*** RECORDS FOR THIS TASK Section Begins ***

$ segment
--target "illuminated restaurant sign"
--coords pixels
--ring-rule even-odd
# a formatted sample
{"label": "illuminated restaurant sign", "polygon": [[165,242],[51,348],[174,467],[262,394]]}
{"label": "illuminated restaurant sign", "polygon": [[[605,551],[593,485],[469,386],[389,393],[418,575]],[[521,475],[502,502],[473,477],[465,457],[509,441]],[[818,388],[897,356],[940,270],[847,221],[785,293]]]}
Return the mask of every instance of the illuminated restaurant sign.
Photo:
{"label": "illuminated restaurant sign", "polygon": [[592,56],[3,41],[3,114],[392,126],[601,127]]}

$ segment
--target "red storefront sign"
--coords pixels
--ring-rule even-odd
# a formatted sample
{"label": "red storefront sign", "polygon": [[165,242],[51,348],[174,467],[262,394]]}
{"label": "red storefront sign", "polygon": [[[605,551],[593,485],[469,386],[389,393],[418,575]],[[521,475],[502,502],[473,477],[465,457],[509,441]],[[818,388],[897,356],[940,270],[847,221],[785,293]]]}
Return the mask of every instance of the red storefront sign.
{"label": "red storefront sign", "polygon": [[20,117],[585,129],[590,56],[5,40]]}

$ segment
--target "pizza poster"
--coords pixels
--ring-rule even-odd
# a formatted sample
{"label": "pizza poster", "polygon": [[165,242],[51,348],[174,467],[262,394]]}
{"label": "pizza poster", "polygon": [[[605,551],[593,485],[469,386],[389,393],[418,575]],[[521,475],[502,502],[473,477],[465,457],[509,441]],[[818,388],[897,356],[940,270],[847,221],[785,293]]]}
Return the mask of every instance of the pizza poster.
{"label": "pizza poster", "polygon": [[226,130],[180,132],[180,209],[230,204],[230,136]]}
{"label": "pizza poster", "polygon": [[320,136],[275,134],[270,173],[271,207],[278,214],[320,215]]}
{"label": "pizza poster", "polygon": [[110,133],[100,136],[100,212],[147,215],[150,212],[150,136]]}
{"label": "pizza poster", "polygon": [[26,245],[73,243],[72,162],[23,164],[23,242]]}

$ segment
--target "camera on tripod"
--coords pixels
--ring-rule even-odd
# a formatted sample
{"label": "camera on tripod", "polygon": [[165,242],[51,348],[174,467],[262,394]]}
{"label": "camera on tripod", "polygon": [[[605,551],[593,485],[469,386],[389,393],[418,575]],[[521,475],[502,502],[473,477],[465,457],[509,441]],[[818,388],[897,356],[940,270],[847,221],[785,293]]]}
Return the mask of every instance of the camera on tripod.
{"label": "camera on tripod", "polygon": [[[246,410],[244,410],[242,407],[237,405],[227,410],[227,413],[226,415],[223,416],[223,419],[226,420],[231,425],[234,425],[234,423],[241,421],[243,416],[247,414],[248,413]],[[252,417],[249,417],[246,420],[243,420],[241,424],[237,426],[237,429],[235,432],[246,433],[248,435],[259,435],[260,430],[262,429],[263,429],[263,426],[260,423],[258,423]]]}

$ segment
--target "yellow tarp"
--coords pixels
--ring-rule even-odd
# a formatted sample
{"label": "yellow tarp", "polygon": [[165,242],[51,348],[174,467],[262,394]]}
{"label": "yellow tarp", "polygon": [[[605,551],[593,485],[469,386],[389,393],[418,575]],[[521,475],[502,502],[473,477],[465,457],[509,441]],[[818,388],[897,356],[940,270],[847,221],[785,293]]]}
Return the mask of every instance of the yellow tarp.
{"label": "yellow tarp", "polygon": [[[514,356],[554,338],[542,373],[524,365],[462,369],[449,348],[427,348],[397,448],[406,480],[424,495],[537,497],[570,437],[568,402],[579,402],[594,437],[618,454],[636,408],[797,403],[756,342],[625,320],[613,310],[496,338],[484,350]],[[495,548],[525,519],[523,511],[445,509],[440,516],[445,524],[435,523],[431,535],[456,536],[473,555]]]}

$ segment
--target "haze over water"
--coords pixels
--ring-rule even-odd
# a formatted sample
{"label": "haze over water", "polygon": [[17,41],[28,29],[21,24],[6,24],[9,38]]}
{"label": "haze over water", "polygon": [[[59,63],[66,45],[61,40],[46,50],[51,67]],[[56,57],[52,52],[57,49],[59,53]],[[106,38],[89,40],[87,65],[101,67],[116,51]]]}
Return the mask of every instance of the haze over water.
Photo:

*** RECORDS FOR THIS TASK Section Ends ***

WHAT IS BEING ASKED: Output every record above a second time, exactly.

PROBLEM SOLUTION:
$ segment
--target "illuminated restaurant sign"
--coords pixels
--ring-rule even-odd
# a formatted sample
{"label": "illuminated restaurant sign", "polygon": [[165,242],[51,348],[174,467],[262,394]]}
{"label": "illuminated restaurant sign", "polygon": [[[605,551],[593,485],[469,386],[389,393],[418,575]],[[521,475],[502,502],[473,477],[465,457],[509,441]],[[818,388],[897,356],[940,270],[847,221],[785,293]]]}
Return the mask of every instance of the illuminated restaurant sign.
Photo:
{"label": "illuminated restaurant sign", "polygon": [[592,56],[3,41],[3,114],[392,126],[601,127]]}

$ segment
--target "red storefront sign"
--coords pixels
--ring-rule even-odd
# a formatted sample
{"label": "red storefront sign", "polygon": [[165,242],[51,348],[174,467],[262,394]]}
{"label": "red storefront sign", "polygon": [[[605,551],[593,485],[469,386],[389,393],[418,575]],[[521,475],[502,502],[473,477],[465,457],[509,441]],[[818,388],[897,356],[940,270],[847,221],[785,293]]]}
Return the mask of every instance of the red storefront sign.
{"label": "red storefront sign", "polygon": [[20,117],[585,129],[590,56],[5,40]]}

$ segment
--target "pizza poster"
--coords pixels
--ring-rule even-odd
# a formatted sample
{"label": "pizza poster", "polygon": [[165,242],[51,348],[174,467],[262,394]]}
{"label": "pizza poster", "polygon": [[[605,551],[593,485],[469,386],[389,393],[418,575]],[[521,475],[502,502],[473,477],[465,457],[509,441]],[[818,388],[897,356],[940,270],[847,221],[785,293]]]}
Return the mask of every instance of the pizza poster.
{"label": "pizza poster", "polygon": [[226,130],[180,132],[180,209],[230,204],[230,136]]}
{"label": "pizza poster", "polygon": [[320,136],[275,134],[270,173],[271,207],[278,214],[320,215]]}
{"label": "pizza poster", "polygon": [[110,133],[100,136],[100,212],[147,215],[150,212],[150,136]]}
{"label": "pizza poster", "polygon": [[26,245],[73,243],[72,162],[23,164],[23,242]]}

$ segment
--target "camera on tripod"
--coords pixels
--ring-rule even-odd
# a formatted sample
{"label": "camera on tripod", "polygon": [[165,242],[51,348],[174,467],[262,394]]}
{"label": "camera on tripod", "polygon": [[[605,551],[593,485],[469,386],[389,393],[418,575]],[[521,475],[502,502],[473,477],[465,457],[509,441]],[[818,388],[897,356],[940,270],[847,221],[785,293]]]}
Return the mask of every instance of the camera on tripod.
{"label": "camera on tripod", "polygon": [[[246,410],[244,410],[242,407],[237,405],[227,410],[227,413],[226,415],[223,416],[223,419],[226,420],[231,425],[234,425],[234,423],[241,421],[243,416],[247,414],[248,413]],[[252,417],[249,417],[246,420],[243,420],[241,424],[237,426],[237,429],[235,432],[246,433],[248,435],[259,435],[260,430],[262,429],[263,429],[263,426],[260,423],[258,423]]]}

$ segment
--target "yellow tarp"
--coords pixels
--ring-rule even-odd
# a formatted sample
{"label": "yellow tarp", "polygon": [[165,242],[51,348],[174,467],[262,394]]}
{"label": "yellow tarp", "polygon": [[[605,551],[593,485],[469,386],[389,393],[418,575]],[[521,475],[502,502],[473,477],[465,457],[509,441]],[[818,388],[897,356],[940,270],[847,221],[785,293]]]}
Return the mask of every instance of the yellow tarp.
{"label": "yellow tarp", "polygon": [[[514,356],[554,338],[542,373],[524,365],[462,369],[449,348],[427,348],[397,448],[406,480],[424,495],[537,497],[570,437],[568,402],[579,402],[594,437],[618,454],[636,408],[797,403],[756,342],[625,320],[613,310],[496,338],[484,350]],[[495,548],[525,519],[523,511],[445,509],[440,516],[445,524],[435,523],[431,535],[456,536],[473,555]]]}

$ segment
--target "haze over water"
--coords pixels
--ring-rule even-odd
# a formatted sample
{"label": "haze over water", "polygon": [[17,41],[28,29],[21,24],[6,24],[9,38]]}
{"label": "haze over water", "polygon": [[[59,63],[66,45],[61,40],[46,50],[51,67]],[[56,57],[52,52],[57,49],[59,53]],[[106,38],[89,40],[87,65],[101,67],[116,51]]]}
Return the mask of every instance of the haze over water.
Photo:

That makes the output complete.